» LISTED RECORDS

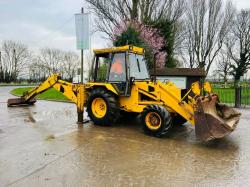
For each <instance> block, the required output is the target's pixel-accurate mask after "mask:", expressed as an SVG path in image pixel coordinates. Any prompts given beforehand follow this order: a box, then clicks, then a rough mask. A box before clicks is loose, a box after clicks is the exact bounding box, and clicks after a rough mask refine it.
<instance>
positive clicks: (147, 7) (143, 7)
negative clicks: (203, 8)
mask: <svg viewBox="0 0 250 187" xmlns="http://www.w3.org/2000/svg"><path fill="white" fill-rule="evenodd" d="M86 1H87V2H88V3H89V4H90V8H91V10H92V11H93V12H94V13H95V15H96V16H97V18H98V20H97V21H96V26H97V30H98V31H101V32H103V33H105V34H107V35H108V36H109V38H112V36H113V30H114V28H115V27H117V26H118V25H119V24H121V23H123V22H124V21H127V20H138V21H140V22H142V23H145V22H148V21H157V20H160V19H168V20H169V21H177V20H178V19H179V18H180V17H181V16H182V15H183V12H184V2H185V1H183V0H116V1H114V0H86Z"/></svg>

» INSTRUCTIONS FOR THE TASK
Scan the data above and copy each line containing the word "instance".

» RESPONSE BOX
For each <instance> block, the required output is the target's pixel-accurate mask after "mask:", expressed as an SVG path in image pixel coordinates. Any prompts given beforehand follow this order: a box, then clicks, then a rough mask. A box before clicks is loose, a box after clicks is the exact bounding box, and clicks after a rough mask refine it.
<instance>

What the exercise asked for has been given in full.